■ 演習問題:
(a) 矯正装置の文章を読み、次の問いに答えよ。
(i) リップバンパーはどこに入れるか。
(ii) ツインブロックはどのような形の床矯正装置か。
(iii) ムーシールドは何歳から使用できるか。
(b) 矯正装置の文章の続きを書け。

下唇の力が強い方や噛んでいる方は、下の前歯が内側に倒れてきます。下の歯と下唇の間にリップバンパーを入れて下の歯に必要以上の力がかからないようにします。

ツインブロック

ツインブロックは、上下に分かれている床矯正装置です。機能的矯正装置の1つで、ツインブロックを入れて咬み合わせると下顎が前にズレる傾斜がついています。バイオネーターと同じような効果が期待され、上下のバランスを整えるための矯正装置です。

ムーシールド

ムーシールドは受け口に使用するマウスピース型の矯正装置です。3歳から使用することができ、早期治療が可能です。上顎を前に、下顎を後ろに下げる咬合誘導を行います。また、お口周りの筋肉や舌の癖も整える矯正装置です。

F.K.O(アクチバトール)

F.K.O(エフカーオー)は、上下がくっついている矯正装置です。機能的矯正装置で、上下の顎のアンバランスを筋肉の働きを利用して整え成長を促す効果があります。

マウスピース矯正「インビザラインファースト」

■ 記録データ:

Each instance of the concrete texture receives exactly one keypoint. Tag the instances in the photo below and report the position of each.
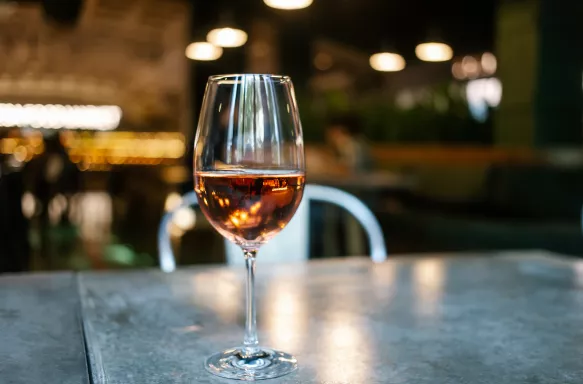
(41, 340)
(500, 318)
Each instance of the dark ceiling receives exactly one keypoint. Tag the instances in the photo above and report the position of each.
(365, 24)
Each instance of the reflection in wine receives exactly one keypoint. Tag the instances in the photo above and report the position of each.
(249, 208)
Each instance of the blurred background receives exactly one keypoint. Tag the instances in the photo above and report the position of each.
(458, 123)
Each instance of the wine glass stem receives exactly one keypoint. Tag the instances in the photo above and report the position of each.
(250, 342)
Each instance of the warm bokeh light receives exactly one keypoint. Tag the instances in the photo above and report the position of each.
(22, 149)
(457, 71)
(288, 4)
(173, 200)
(53, 116)
(471, 67)
(489, 63)
(227, 37)
(203, 51)
(387, 62)
(434, 52)
(127, 148)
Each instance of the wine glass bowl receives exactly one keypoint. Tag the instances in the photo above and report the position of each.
(249, 177)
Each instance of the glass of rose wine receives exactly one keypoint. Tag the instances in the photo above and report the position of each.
(249, 178)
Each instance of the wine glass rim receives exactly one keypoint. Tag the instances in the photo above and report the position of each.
(236, 76)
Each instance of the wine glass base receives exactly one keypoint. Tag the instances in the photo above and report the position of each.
(262, 364)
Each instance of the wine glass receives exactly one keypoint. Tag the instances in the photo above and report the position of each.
(249, 178)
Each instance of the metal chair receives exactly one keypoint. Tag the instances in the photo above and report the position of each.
(292, 244)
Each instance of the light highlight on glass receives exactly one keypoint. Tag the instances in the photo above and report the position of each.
(52, 116)
(227, 37)
(434, 52)
(288, 4)
(387, 62)
(203, 51)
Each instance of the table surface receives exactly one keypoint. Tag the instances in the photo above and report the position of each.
(484, 318)
(41, 339)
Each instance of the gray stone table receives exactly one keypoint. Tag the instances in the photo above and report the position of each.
(41, 338)
(484, 318)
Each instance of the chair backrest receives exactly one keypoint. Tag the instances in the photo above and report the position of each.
(292, 244)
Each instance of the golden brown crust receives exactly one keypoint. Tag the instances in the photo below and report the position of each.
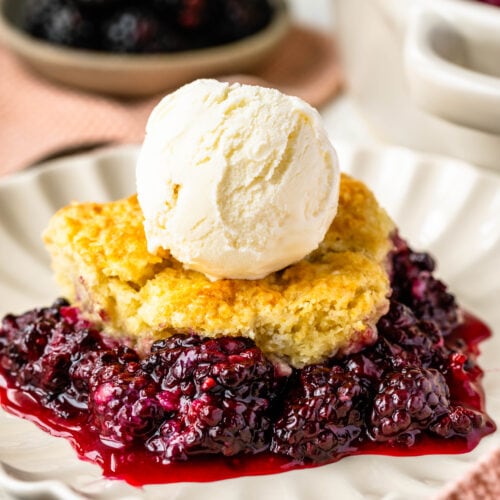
(321, 305)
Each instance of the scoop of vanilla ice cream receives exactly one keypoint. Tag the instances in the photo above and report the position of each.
(236, 181)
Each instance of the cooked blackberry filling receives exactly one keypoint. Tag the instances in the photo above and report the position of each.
(191, 395)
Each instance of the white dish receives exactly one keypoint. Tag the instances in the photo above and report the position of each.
(441, 205)
(431, 80)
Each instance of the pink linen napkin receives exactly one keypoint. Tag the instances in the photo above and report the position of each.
(40, 118)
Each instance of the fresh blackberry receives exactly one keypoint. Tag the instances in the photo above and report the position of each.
(323, 415)
(240, 18)
(60, 22)
(132, 29)
(217, 392)
(407, 402)
(98, 4)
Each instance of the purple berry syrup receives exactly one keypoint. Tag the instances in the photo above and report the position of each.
(200, 409)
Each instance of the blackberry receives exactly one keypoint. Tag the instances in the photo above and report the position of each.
(217, 392)
(459, 421)
(61, 22)
(132, 29)
(323, 415)
(407, 341)
(43, 349)
(414, 285)
(241, 18)
(124, 407)
(407, 402)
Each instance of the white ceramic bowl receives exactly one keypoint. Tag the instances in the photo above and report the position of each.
(137, 74)
(426, 73)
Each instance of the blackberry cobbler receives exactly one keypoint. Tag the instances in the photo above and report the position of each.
(358, 348)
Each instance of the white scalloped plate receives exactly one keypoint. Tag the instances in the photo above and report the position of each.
(441, 205)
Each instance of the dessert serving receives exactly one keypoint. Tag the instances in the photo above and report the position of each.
(250, 311)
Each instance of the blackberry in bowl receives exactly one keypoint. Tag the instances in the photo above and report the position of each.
(140, 48)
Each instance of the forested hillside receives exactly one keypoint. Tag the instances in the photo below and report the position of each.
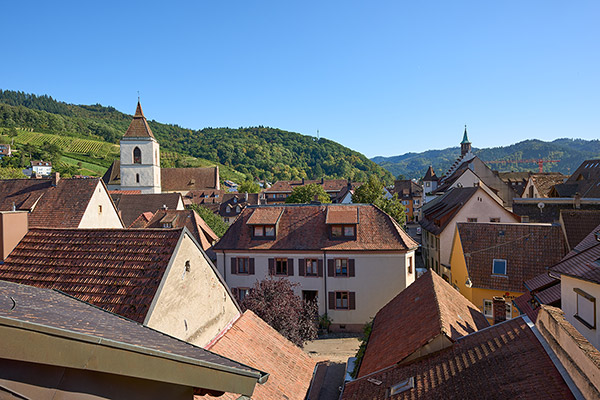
(259, 152)
(570, 152)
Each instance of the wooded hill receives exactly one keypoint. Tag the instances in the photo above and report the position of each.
(257, 152)
(570, 152)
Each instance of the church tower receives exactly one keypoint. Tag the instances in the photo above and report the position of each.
(465, 145)
(140, 156)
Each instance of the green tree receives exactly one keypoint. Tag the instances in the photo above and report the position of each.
(373, 192)
(214, 221)
(307, 193)
(249, 187)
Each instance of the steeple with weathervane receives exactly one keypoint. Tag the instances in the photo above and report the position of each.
(465, 145)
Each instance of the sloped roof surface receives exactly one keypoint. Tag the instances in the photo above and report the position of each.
(303, 227)
(252, 341)
(131, 206)
(54, 309)
(505, 361)
(115, 269)
(182, 179)
(139, 128)
(62, 205)
(578, 224)
(427, 308)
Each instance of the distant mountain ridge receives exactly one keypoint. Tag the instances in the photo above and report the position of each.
(570, 152)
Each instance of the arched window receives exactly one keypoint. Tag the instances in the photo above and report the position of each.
(137, 156)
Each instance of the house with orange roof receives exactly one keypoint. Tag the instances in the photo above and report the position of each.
(352, 258)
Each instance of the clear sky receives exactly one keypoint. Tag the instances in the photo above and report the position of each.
(381, 77)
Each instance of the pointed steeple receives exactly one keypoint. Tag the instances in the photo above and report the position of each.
(139, 127)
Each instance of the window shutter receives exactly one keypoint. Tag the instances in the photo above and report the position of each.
(251, 267)
(271, 266)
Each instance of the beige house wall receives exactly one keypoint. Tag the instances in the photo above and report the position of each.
(100, 212)
(569, 306)
(193, 305)
(379, 277)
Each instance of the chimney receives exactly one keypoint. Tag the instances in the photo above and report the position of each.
(13, 227)
(499, 309)
(55, 179)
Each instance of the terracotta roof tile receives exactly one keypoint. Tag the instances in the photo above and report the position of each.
(505, 361)
(302, 227)
(429, 307)
(115, 269)
(62, 205)
(529, 250)
(253, 342)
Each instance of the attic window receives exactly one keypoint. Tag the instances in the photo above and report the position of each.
(499, 267)
(402, 386)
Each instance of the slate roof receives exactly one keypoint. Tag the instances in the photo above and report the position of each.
(504, 361)
(131, 206)
(438, 213)
(529, 250)
(583, 262)
(302, 227)
(55, 309)
(180, 218)
(139, 128)
(429, 307)
(62, 205)
(182, 179)
(252, 341)
(115, 269)
(577, 224)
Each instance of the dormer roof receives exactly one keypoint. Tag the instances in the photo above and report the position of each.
(139, 127)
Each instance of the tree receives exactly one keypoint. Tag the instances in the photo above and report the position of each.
(274, 301)
(307, 193)
(372, 192)
(249, 187)
(215, 222)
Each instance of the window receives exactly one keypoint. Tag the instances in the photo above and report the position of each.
(488, 308)
(586, 308)
(341, 267)
(281, 266)
(499, 267)
(243, 265)
(341, 300)
(137, 156)
(311, 267)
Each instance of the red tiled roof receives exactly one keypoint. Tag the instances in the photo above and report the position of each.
(253, 342)
(183, 179)
(341, 216)
(302, 227)
(61, 206)
(529, 249)
(505, 361)
(429, 307)
(139, 127)
(115, 269)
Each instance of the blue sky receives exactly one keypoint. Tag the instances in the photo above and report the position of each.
(383, 78)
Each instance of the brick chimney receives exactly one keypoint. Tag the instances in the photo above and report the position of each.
(13, 227)
(499, 309)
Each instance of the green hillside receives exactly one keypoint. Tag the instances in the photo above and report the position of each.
(257, 152)
(570, 152)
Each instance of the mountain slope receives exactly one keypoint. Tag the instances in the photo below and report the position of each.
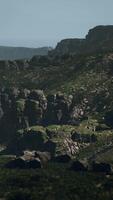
(12, 53)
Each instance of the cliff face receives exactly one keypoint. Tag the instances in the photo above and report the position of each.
(99, 38)
(12, 53)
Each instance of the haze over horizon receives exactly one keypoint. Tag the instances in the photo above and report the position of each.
(40, 23)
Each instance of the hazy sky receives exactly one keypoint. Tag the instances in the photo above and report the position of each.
(37, 23)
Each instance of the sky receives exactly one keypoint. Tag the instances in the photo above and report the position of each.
(37, 23)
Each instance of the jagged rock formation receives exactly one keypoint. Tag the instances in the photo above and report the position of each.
(99, 38)
(13, 53)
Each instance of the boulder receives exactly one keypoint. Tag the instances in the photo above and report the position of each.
(101, 167)
(34, 163)
(16, 163)
(62, 158)
(78, 166)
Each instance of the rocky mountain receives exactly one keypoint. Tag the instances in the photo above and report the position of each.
(98, 39)
(12, 53)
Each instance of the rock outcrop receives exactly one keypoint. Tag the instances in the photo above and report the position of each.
(99, 38)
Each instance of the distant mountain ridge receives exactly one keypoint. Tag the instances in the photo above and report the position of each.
(99, 38)
(16, 53)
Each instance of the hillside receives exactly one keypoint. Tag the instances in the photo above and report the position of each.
(12, 53)
(56, 121)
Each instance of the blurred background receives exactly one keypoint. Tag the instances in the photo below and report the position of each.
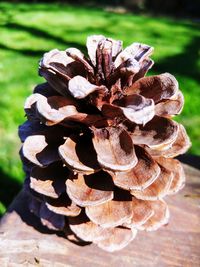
(29, 29)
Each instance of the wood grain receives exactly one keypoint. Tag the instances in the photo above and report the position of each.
(24, 242)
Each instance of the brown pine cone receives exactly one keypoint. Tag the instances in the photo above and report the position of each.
(99, 142)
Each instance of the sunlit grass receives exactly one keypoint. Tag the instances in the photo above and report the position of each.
(28, 30)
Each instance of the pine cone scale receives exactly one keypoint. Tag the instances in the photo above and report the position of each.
(99, 143)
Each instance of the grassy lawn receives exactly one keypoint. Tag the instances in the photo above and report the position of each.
(29, 30)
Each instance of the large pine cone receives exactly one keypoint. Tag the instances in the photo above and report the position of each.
(99, 142)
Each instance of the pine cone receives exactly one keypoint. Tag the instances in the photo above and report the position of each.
(99, 142)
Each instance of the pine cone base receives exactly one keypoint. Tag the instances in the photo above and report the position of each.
(99, 143)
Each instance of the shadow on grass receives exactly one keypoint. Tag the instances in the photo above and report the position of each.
(9, 188)
(185, 63)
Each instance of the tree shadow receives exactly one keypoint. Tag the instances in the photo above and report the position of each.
(185, 63)
(37, 33)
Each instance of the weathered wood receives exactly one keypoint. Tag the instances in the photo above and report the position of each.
(24, 242)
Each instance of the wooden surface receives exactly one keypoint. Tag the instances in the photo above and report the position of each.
(24, 242)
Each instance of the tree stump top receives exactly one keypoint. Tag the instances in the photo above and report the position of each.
(25, 242)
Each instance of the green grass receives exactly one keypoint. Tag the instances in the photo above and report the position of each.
(29, 30)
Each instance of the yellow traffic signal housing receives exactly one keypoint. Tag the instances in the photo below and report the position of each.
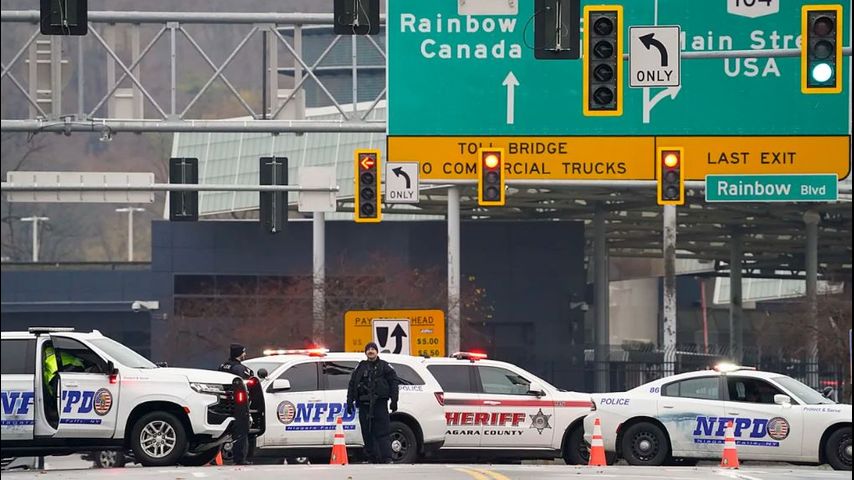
(366, 195)
(490, 177)
(602, 71)
(671, 180)
(821, 48)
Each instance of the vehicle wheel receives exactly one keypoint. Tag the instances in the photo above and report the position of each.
(198, 459)
(576, 451)
(109, 459)
(645, 444)
(158, 439)
(404, 447)
(837, 450)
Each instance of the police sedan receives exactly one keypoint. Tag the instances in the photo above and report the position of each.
(684, 417)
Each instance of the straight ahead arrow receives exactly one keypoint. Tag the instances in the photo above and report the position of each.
(511, 83)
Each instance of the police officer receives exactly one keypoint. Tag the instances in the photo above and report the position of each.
(373, 384)
(240, 437)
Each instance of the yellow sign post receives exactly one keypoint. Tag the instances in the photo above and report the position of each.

■ 演習の解答:
(a)
(i) 下の歯と下唇の間
(ii) 上下に分かれている床矯正装置
(iii) 3歳から

(b)
「インビザライン」というカスタムメイド型のマウスピースの矯正装置を使用した治療方法です。インビザラインファーストは、乳歯と永久歯が混在している混合歯列期の治療で使用できます。とにかく見た目が目立たない矯正装置です。ワイヤーがないため、スポーツの制限もありません。いろいろな歯並び・咬み合わせに対応している矯正装置ですので、極端に難しい症例ではない限りどの患者さんでも選択できます。

トレーナーマウスピース

お口周りの筋肉のバランスや舌の癖によって、歯並び・咬み合わせに影響していることがあります。その筋肉のバランスを整え、舌の正しい使い方を習得することで歯並び・咬み合わせを良くしていくのが、トレーナーと呼ばれるマウスピースです。この矯正装置は、使用するだけではなく舌の使い方や呼吸の仕方などのトレーニングを合わせて行います。

小児矯正(1期治療)で使用する固定式矯正装置

固定式矯正装置は、お口の中に固定してしまうため自分では取り外しができません。ワイヤーの力で歯や顎全体を拡げる力をかけます。可撤式矯正装置に比べると痛みを感じやすくなります。

クワドヘリックス

クワドヘリックスは、ワイヤーのバネの力を利用して歯列の横幅を拡げる矯正装置です。歯の裏側にワイヤーがくるため、気になって舌で触っていると舌が痛くなることがあります。

GMD・ペンデュラム・クワドヘリックス

GMD・ペンギュラムは、6歳臼歯(第1歳臼歯)を後ろに移動させる矯正装置です。歯を傾斜させず後ろに移動できます。移動した後は、装置を変更して手前の歯も順番に後ろに移動します。この矯正治療を行うことで、抜歯矯正を回避できることが多いです。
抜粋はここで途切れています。